** Start of MATERIAL PROVIDED **

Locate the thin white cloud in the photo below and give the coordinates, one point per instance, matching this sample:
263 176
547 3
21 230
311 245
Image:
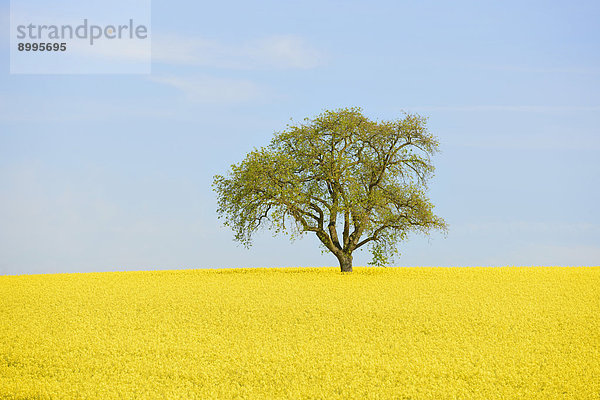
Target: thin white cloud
279 52
509 108
207 89
531 141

** End of MATERIAL PROVIDED **

◆ WHAT YOU SHOULD DO ◆
Please write out every line of the entries above again, requests included. Scale each point coordinate in the answers by 1.6 and round to whole numbers, with halves rounding up. Keep the numbers in the requests as they are, and leave the pictures out.

◆ THE RESULT ◆
Locate the thin white cloud in the photo below and give the coordinates, one point per instance, matching this sample:
263 176
547 3
21 230
311 245
Image:
Target: thin white cloud
446 83
814 173
331 142
850 226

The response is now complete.